Instructions to follow ->
Output, unchanged, everything from the start of the material down through the line containing "99 118 L 100", leaving out the pictures.

[Some material]
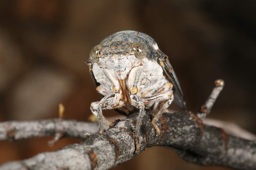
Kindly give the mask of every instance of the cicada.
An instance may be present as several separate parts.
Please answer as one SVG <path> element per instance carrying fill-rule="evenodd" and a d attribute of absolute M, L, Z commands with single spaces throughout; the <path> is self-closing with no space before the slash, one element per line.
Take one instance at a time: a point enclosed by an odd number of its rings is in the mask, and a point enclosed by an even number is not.
<path fill-rule="evenodd" d="M 99 118 L 100 133 L 103 132 L 103 124 L 109 123 L 102 110 L 115 109 L 126 115 L 138 110 L 135 130 L 138 137 L 144 109 L 156 112 L 151 123 L 157 135 L 160 133 L 157 121 L 174 100 L 186 109 L 168 57 L 145 34 L 131 31 L 113 34 L 92 48 L 87 63 L 96 89 L 103 97 L 91 106 Z"/>

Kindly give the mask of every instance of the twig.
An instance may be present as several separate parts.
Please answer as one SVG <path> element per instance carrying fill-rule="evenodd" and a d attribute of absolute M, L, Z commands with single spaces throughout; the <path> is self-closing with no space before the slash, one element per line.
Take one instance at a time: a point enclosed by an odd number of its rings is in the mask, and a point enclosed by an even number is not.
<path fill-rule="evenodd" d="M 241 169 L 256 167 L 256 143 L 228 135 L 219 128 L 204 125 L 201 131 L 196 116 L 184 112 L 164 114 L 156 137 L 151 112 L 144 116 L 139 137 L 140 152 L 146 147 L 168 146 L 182 158 L 200 165 L 218 165 Z M 79 144 L 43 153 L 23 161 L 11 162 L 0 169 L 107 169 L 137 154 L 134 130 L 137 113 L 117 120 L 102 134 L 86 138 Z"/>
<path fill-rule="evenodd" d="M 23 139 L 54 136 L 58 133 L 59 119 L 0 123 L 0 140 L 15 140 Z M 72 120 L 62 120 L 64 136 L 84 138 L 87 133 L 98 132 L 96 122 L 84 122 Z"/>
<path fill-rule="evenodd" d="M 233 122 L 209 118 L 204 119 L 203 122 L 205 124 L 222 128 L 229 134 L 256 141 L 256 135 L 246 131 Z"/>
<path fill-rule="evenodd" d="M 215 87 L 212 89 L 212 93 L 209 96 L 208 99 L 196 114 L 201 119 L 206 117 L 211 111 L 215 101 L 224 87 L 224 81 L 221 79 L 217 80 L 214 82 L 214 84 Z"/>

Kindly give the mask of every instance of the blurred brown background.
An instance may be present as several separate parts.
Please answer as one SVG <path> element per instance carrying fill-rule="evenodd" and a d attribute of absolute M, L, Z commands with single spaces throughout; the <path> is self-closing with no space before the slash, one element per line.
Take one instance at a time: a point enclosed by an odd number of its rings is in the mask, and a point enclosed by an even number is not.
<path fill-rule="evenodd" d="M 189 110 L 196 111 L 222 79 L 209 117 L 255 133 L 255 6 L 252 1 L 2 0 L 0 121 L 56 117 L 61 103 L 65 118 L 87 121 L 90 103 L 100 98 L 84 62 L 106 37 L 133 30 L 153 37 L 169 56 Z M 79 141 L 50 147 L 52 138 L 1 141 L 0 164 Z M 187 163 L 160 147 L 113 169 L 160 168 L 226 169 Z"/>

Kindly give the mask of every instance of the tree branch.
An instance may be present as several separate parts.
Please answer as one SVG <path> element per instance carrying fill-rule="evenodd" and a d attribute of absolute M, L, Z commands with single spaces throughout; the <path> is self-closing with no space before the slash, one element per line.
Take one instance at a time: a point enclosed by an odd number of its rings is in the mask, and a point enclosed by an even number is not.
<path fill-rule="evenodd" d="M 141 133 L 140 152 L 147 147 L 168 146 L 182 158 L 199 165 L 217 165 L 241 169 L 256 167 L 256 143 L 227 135 L 221 129 L 202 124 L 195 115 L 164 114 L 156 137 L 150 123 L 153 113 L 146 111 Z M 134 130 L 138 113 L 116 120 L 101 134 L 88 136 L 82 143 L 40 153 L 21 161 L 4 164 L 0 169 L 106 169 L 136 156 Z"/>
<path fill-rule="evenodd" d="M 137 153 L 134 152 L 136 112 L 125 120 L 112 122 L 109 129 L 103 133 L 86 136 L 80 143 L 24 160 L 7 163 L 0 166 L 0 170 L 107 169 L 132 158 L 146 147 L 156 145 L 171 148 L 181 158 L 199 165 L 255 169 L 255 142 L 227 135 L 222 129 L 202 123 L 201 119 L 209 113 L 224 82 L 218 80 L 215 84 L 208 99 L 196 114 L 190 112 L 163 114 L 157 124 L 161 130 L 158 136 L 151 123 L 155 112 L 145 110 L 140 133 L 137 137 L 140 141 Z M 57 134 L 54 142 L 62 136 L 83 138 L 85 133 L 98 131 L 96 124 L 62 120 L 60 117 L 53 120 L 2 123 L 0 139 L 16 140 Z"/>

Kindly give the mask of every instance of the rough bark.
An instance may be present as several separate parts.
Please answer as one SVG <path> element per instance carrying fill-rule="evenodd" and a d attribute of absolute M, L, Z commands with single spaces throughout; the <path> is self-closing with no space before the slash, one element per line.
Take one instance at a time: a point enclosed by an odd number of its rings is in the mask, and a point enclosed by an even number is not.
<path fill-rule="evenodd" d="M 0 140 L 17 140 L 54 136 L 84 138 L 87 133 L 95 133 L 99 129 L 96 123 L 54 119 L 35 121 L 10 121 L 0 123 Z"/>
<path fill-rule="evenodd" d="M 256 167 L 256 143 L 228 135 L 221 129 L 204 125 L 190 113 L 164 114 L 155 136 L 146 111 L 141 128 L 140 151 L 134 152 L 134 128 L 137 113 L 116 120 L 101 134 L 88 136 L 81 143 L 39 154 L 24 160 L 7 163 L 0 169 L 107 169 L 132 159 L 147 147 L 174 149 L 182 158 L 202 165 L 217 165 L 240 169 Z"/>

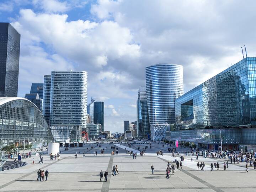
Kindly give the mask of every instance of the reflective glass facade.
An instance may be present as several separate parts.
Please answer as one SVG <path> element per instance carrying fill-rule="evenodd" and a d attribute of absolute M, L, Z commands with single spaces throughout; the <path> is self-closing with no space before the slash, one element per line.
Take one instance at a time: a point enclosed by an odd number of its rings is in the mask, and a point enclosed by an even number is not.
<path fill-rule="evenodd" d="M 39 98 L 43 99 L 43 83 L 32 83 L 30 94 L 38 94 Z"/>
<path fill-rule="evenodd" d="M 75 125 L 85 127 L 87 104 L 87 72 L 52 71 L 51 126 Z"/>
<path fill-rule="evenodd" d="M 104 102 L 95 101 L 94 103 L 94 123 L 101 124 L 101 131 L 104 131 Z"/>
<path fill-rule="evenodd" d="M 50 86 L 52 76 L 50 75 L 44 76 L 43 102 L 43 114 L 48 125 L 50 125 Z"/>
<path fill-rule="evenodd" d="M 256 58 L 247 57 L 175 101 L 176 129 L 256 125 Z"/>
<path fill-rule="evenodd" d="M 32 102 L 20 97 L 0 97 L 0 148 L 22 144 L 25 138 L 26 144 L 53 140 L 43 116 Z"/>
<path fill-rule="evenodd" d="M 174 101 L 183 91 L 182 66 L 164 64 L 146 67 L 146 89 L 150 126 L 175 123 Z"/>
<path fill-rule="evenodd" d="M 20 34 L 9 23 L 0 23 L 0 97 L 17 97 Z"/>
<path fill-rule="evenodd" d="M 143 138 L 148 138 L 150 133 L 146 100 L 137 101 L 137 133 L 138 137 Z"/>

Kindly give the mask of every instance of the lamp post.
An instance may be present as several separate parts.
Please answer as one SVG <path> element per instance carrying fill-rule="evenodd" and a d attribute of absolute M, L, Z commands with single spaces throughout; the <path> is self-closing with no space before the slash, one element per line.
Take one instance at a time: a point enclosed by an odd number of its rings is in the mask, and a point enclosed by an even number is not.
<path fill-rule="evenodd" d="M 222 129 L 219 129 L 220 130 L 220 147 L 221 148 L 221 150 L 222 150 L 222 139 L 221 138 L 221 130 L 222 130 Z"/>

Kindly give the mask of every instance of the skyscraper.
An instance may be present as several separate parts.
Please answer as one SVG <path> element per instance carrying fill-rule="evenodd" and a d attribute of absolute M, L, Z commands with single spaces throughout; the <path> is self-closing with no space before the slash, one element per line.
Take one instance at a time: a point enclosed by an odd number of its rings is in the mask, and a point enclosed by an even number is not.
<path fill-rule="evenodd" d="M 50 126 L 86 125 L 87 72 L 52 71 Z"/>
<path fill-rule="evenodd" d="M 150 133 L 150 126 L 148 111 L 146 87 L 140 87 L 138 91 L 137 101 L 137 137 L 148 138 Z"/>
<path fill-rule="evenodd" d="M 0 97 L 17 97 L 20 34 L 9 23 L 0 23 Z"/>
<path fill-rule="evenodd" d="M 130 129 L 130 123 L 129 121 L 125 121 L 124 126 L 124 132 L 125 132 L 127 130 L 129 130 Z"/>
<path fill-rule="evenodd" d="M 89 114 L 89 123 L 92 123 L 94 122 L 94 101 L 95 101 L 95 100 L 92 98 L 92 97 L 91 97 L 91 102 L 87 105 L 87 113 Z"/>
<path fill-rule="evenodd" d="M 101 124 L 101 132 L 104 131 L 104 102 L 95 101 L 94 104 L 94 123 Z"/>
<path fill-rule="evenodd" d="M 43 114 L 49 126 L 50 125 L 51 78 L 50 75 L 44 76 Z"/>
<path fill-rule="evenodd" d="M 162 140 L 167 125 L 175 123 L 175 100 L 183 92 L 182 66 L 154 65 L 146 68 L 146 89 L 151 137 Z"/>
<path fill-rule="evenodd" d="M 38 94 L 39 98 L 43 99 L 43 83 L 32 83 L 30 94 Z"/>

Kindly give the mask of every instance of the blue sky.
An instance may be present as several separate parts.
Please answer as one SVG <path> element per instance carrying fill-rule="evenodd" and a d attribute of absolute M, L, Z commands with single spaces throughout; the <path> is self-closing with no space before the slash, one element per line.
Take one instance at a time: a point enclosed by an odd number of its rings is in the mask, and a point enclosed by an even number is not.
<path fill-rule="evenodd" d="M 18 96 L 52 70 L 86 71 L 88 102 L 104 101 L 105 129 L 122 132 L 146 66 L 182 65 L 186 92 L 241 60 L 244 44 L 255 56 L 256 3 L 246 2 L 1 0 L 0 21 L 21 35 Z"/>

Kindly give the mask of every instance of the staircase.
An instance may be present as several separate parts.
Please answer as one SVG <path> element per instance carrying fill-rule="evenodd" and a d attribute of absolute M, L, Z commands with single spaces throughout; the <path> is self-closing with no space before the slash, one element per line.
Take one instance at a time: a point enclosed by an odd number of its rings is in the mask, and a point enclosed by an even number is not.
<path fill-rule="evenodd" d="M 16 169 L 21 167 L 23 167 L 27 165 L 27 163 L 23 161 L 6 161 L 2 166 L 4 167 L 4 170 Z"/>

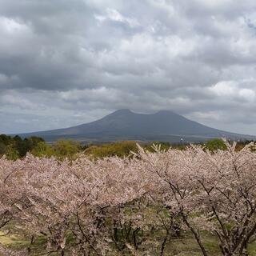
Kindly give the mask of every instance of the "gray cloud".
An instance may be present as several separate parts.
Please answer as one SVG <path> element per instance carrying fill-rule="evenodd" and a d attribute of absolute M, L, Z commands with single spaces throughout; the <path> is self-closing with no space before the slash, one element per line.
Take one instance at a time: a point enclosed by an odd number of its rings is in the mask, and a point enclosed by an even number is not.
<path fill-rule="evenodd" d="M 253 0 L 0 0 L 0 133 L 130 108 L 256 134 L 255 7 Z"/>

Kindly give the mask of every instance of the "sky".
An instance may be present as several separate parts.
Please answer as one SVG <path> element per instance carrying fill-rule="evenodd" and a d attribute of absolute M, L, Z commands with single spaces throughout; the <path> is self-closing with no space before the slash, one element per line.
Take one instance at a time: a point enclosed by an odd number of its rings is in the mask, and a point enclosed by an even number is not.
<path fill-rule="evenodd" d="M 255 0 L 0 0 L 0 134 L 170 110 L 256 135 Z"/>

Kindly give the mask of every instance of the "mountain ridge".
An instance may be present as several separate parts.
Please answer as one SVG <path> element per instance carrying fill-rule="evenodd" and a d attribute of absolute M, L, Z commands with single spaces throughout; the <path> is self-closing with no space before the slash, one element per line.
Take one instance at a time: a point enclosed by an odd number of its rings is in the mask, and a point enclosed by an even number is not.
<path fill-rule="evenodd" d="M 250 135 L 211 128 L 170 110 L 160 110 L 154 114 L 138 114 L 129 109 L 116 110 L 91 122 L 20 135 L 39 136 L 48 141 L 70 138 L 102 142 L 108 140 L 178 142 L 181 138 L 184 138 L 188 142 L 205 141 L 220 137 L 237 140 L 255 138 Z"/>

Full response ->
Kindly give the mask of every instance of the cicada.
An instance may be present as several separate parts.
Please answer as one SVG <path> element per instance carrying fill-rule="evenodd" and a d attribute of absolute M, L, Z commands with single spaces throughout; the <path> is self-closing with no space before the slash, one element per line.
Take one instance at a time: a point enclosed by an odd number of its rings is in the mask, and a point enclosed by an even number is not.
<path fill-rule="evenodd" d="M 99 118 L 100 133 L 103 132 L 103 124 L 109 123 L 102 110 L 115 109 L 126 115 L 138 110 L 135 130 L 138 137 L 144 109 L 156 112 L 151 123 L 157 135 L 160 133 L 157 121 L 174 100 L 186 109 L 168 57 L 145 34 L 131 31 L 113 34 L 92 48 L 87 63 L 96 89 L 103 97 L 91 106 Z"/>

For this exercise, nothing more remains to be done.